━━━━━ DATA FOR THIS EXERCISE
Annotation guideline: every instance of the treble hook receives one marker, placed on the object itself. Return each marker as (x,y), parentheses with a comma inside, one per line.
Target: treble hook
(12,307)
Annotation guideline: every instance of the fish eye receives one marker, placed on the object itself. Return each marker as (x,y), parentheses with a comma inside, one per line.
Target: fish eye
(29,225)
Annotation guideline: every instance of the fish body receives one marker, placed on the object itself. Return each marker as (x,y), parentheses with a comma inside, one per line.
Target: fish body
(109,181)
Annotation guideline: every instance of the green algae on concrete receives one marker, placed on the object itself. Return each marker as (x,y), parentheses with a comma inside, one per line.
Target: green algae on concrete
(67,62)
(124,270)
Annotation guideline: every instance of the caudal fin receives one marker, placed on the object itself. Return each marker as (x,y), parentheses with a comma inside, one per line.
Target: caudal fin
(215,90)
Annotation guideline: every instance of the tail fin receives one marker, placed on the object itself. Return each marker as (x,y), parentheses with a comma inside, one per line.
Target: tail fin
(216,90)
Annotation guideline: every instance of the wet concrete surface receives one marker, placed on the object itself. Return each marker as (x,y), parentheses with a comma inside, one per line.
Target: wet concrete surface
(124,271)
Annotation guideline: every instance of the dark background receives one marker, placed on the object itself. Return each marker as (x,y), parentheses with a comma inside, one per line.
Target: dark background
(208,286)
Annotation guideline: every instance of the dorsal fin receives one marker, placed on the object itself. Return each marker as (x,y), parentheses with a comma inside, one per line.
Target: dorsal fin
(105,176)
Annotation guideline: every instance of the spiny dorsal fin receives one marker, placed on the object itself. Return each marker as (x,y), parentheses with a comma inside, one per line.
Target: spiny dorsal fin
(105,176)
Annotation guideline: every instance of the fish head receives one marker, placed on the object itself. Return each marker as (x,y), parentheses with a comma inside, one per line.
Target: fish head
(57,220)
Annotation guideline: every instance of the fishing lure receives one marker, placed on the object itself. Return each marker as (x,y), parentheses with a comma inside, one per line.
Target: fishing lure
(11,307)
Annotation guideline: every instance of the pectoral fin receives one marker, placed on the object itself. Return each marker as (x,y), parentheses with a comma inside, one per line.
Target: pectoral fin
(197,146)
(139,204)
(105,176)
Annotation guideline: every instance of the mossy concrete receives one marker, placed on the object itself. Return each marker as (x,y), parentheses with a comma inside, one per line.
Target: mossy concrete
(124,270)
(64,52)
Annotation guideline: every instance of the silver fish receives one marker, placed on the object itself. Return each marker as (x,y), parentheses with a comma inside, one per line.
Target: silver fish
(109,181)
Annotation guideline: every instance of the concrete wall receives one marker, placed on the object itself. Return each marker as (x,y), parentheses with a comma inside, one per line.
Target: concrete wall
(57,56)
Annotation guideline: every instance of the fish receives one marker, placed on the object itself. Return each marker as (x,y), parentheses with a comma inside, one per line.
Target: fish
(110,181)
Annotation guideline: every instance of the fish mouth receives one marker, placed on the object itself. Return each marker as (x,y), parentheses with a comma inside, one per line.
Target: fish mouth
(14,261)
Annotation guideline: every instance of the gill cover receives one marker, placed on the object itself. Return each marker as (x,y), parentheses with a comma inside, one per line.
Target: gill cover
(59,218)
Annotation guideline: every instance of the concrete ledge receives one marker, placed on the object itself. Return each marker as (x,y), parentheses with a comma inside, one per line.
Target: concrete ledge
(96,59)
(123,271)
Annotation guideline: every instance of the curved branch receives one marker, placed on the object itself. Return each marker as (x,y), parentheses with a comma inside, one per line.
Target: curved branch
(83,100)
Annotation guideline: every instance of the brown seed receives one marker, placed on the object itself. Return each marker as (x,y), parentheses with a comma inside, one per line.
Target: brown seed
━━━━━━━━━━
(EXERCISE OBJECTIVE) Find every line in the records that uses the string "brown", then copy it.

(ANSWER SPACE)
Annotation guideline: every instance of the brown seed receives one marker, placed on the object itself. Return each marker as (x,y), parentheses with a comma inside, one per line.
Target: brown seed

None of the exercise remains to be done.